## [Direction]
Write out the climpred smoothing demo word for word from "This demo demonstrates" to "and temporal domain.".

## [Passage]
Temporal and spatial smoothing

This demo demonstrates climpred’s capabilities to postprocess decadal prediction output before skill verification. Here, we showcase a set of methods to smooth out noise in the spatial and temporal domain.

[1]:
import warnings
%matplotlib inline
import climpred
warnings.filterwarnings("ignore")
[2]:
# Sea surface temperature
varname='tos'
ds3d = climpred.tutorial.load_dataset('MPI-PM-DP-3D')[varname]
control3d = climpred.tutorial.load_dataset('MPI-control-3D')[varname]

Temporal smoothing

In order to reduce temporal noise, decadal predictions are recommended to take multi-year averages [Goddard2013].

[3]:
ds3d_ts = climpred.smoothing.temporal_smoothing(ds3d,smooth_kws={'lead':4})
control3d_ts = climpred.smoothing.temporal_smoothing(control3d, smooth_kws={'time':4})
[4]:
climpred.prediction.compute_perfect_model(ds3d_ts,
                                          control3d_ts,
                                          metric='rmse',
                                          comparison='m2e') \
                   .plot(col='lead', robust=True, yincrease=False)
[4]:
<xarray.plot.facetgrid.FacetGrid at 0x1088d1518>
../_images/examples_smoothing_5_1.png

Compare to without smoothing:

[5]:
climpred.prediction.compute_perfect_model(ds3d,
                                          control3d,
                                          metric='rmse',
                                          comparison='m2e') \
                   .plot(col='lead', vmax=.69, yincrease=False)
[5]:
<xarray.plot.facetgrid.FacetGrid at 0x1249b5278>
../_images/examples_smoothing_7_1.png

Note: When using temporal_smoothing on compute_hindcast, set rename_dim=False and after calculating the skill _reset_temporal_axis to get proper labeling of the lead dimension.

## [Data]
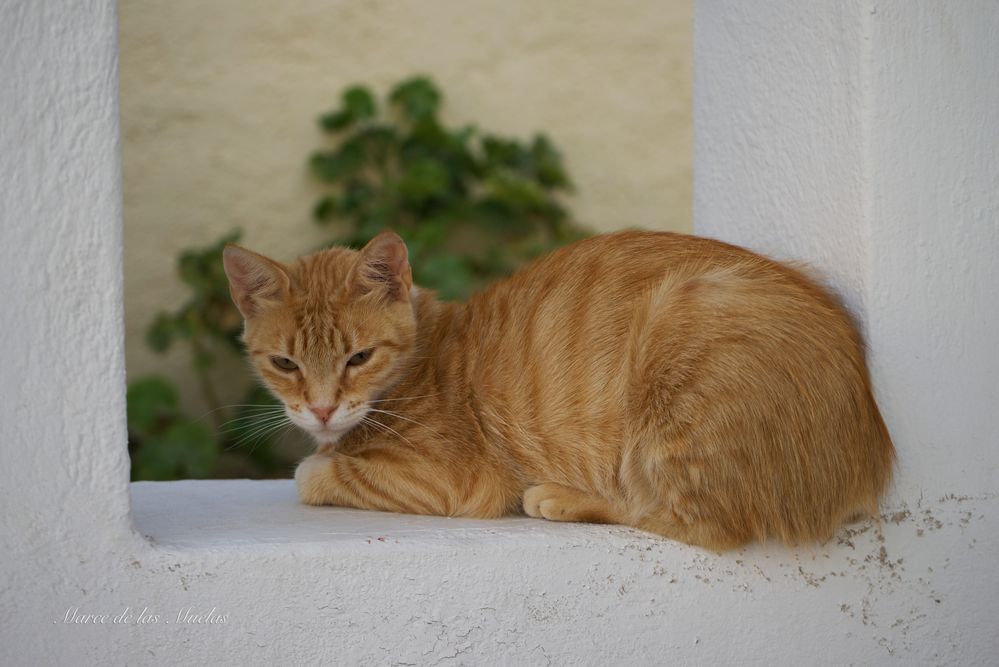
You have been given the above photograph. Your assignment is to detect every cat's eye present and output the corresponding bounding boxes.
[271,357,298,371]
[347,347,375,366]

## [Solution]
This demo demonstrates climpred’s capabilities to postprocess decadal prediction output before skill verification. Here, we showcase a set of methods to smooth out noise in the spatial and temporal domain.